Texte fourni

# # #

L’officier tournait le dos aux rangs désunis et tordait silencieusement sa moustache; à la fin, jetant un double regard derrière et devant lui, il répondit :

— Ce ne sont pas les mêmes hommes...

Cependant, les Bavarois, devant la rapide montée de l’assaut, avaient renforcé la garnison établie dans le petit bois, au sud de Loigny; celle de Villours s’était ajoutée à ce noyau; bref, cinq compagnies s’entassaient sous ce rideau d’arbres. Un feu rapide accueillit d’abord les tirailleurs français; mais ce feu se déconcerta bientôt, puis se tut même étrangement. Bien que les arrivans ne répondissent pas à leur : « Wer da ? » quelques-uns des défenseurs, trompés à la fois par la hardiesse de la marche et par l’aspect des uniformes, avaient cru reconnaître des Bavarois. Les cris sauvages que poussèrent les mobiles en entrant dans Villours coupèrent court à la méprise et ranimèrent la mousqueterie un instant silencieuse. Cette fois, les zouaves ripostèrent, arrêtés à soixante mètres du bois. Puis, les soutiens débordant la première ligne, tous ensemble, confondus, se ruèrent à la baïonnette. C’est à ce moment que Verthamon tomba ; mais Bouillé le père avait déjà repris l’étendard, qui ne fit que fléchir et ne toucha pas le sol. Un seul obus, éclatant dans le groupe des officiers montés, venait de blesser, de renverser, de disperser Sonis, Charette, Moncuit, Bouille, Ferron, Harscouet ; et la troupe, livrée à sa propre impulsion, se trouvait lâchée en plein carnage et en plein danger.

# # #

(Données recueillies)
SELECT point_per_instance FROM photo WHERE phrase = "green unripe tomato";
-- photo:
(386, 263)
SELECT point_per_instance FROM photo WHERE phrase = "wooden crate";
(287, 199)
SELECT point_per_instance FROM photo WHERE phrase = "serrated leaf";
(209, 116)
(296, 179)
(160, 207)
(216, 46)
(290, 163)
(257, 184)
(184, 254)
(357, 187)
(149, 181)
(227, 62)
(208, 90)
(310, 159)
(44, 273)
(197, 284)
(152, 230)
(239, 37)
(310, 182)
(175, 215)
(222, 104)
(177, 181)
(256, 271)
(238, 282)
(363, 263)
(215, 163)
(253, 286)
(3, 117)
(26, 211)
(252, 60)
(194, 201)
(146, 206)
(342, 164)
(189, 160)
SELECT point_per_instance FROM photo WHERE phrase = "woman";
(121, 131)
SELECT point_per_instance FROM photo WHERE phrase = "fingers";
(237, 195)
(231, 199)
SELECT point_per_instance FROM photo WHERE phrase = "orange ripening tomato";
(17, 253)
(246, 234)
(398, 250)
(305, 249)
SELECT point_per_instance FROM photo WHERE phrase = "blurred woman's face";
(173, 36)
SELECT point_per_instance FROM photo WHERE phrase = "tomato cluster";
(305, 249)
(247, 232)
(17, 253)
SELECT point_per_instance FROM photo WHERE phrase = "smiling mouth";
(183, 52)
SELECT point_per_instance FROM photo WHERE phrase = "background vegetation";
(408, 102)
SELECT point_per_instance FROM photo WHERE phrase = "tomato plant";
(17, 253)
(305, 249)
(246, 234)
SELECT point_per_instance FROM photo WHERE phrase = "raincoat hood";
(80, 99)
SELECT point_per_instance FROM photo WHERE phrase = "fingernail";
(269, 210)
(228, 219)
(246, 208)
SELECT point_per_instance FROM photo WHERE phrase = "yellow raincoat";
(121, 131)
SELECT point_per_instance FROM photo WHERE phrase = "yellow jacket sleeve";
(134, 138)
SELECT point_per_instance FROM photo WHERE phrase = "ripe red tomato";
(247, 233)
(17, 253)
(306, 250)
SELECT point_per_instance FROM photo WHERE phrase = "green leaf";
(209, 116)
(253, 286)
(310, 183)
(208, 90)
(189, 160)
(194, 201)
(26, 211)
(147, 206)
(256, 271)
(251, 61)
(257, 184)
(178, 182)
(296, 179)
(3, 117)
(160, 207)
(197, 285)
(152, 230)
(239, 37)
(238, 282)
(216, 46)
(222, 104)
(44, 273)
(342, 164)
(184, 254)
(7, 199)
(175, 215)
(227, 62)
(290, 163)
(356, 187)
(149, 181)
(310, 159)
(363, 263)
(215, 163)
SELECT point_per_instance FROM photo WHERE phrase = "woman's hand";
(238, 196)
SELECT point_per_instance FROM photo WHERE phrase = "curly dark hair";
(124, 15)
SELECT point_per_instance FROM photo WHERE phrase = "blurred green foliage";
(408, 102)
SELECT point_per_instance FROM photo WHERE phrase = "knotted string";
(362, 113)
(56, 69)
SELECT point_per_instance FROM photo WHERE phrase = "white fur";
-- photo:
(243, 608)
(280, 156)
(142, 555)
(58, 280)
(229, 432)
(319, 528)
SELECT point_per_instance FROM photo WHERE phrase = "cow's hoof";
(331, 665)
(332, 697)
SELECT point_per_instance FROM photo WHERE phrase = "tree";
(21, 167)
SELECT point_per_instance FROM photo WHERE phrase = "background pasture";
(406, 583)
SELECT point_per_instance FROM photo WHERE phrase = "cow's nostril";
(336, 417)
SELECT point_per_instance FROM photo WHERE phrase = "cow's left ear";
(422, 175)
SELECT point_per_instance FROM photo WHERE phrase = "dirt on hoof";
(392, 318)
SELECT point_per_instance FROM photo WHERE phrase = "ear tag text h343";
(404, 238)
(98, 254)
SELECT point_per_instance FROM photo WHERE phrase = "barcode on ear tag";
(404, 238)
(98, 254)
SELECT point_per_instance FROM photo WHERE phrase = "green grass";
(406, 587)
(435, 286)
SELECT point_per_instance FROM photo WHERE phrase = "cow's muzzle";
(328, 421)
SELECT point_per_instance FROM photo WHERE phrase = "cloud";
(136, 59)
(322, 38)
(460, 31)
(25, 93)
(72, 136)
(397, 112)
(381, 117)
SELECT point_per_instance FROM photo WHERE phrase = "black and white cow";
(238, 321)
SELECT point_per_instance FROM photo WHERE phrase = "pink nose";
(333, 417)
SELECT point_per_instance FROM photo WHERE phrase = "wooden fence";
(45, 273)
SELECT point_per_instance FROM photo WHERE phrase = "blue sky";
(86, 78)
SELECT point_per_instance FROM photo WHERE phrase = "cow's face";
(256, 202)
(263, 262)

# # #

Défi
Répondez à ces questions sur le texte de l’assaut près de Loigny.
1. Combien de compagnies s’entassaient dans le petit bois au sud de Loigny ?
2. À quelle distance du bois les zouaves se sont-ils arrêtés pour riposter ?
3. Qui avait déjà repris l’étendard quand Verthamon tomba ?

Résultat
1. Cinq compagnies.
2. À soixante mètres.
3. Bouillé le père.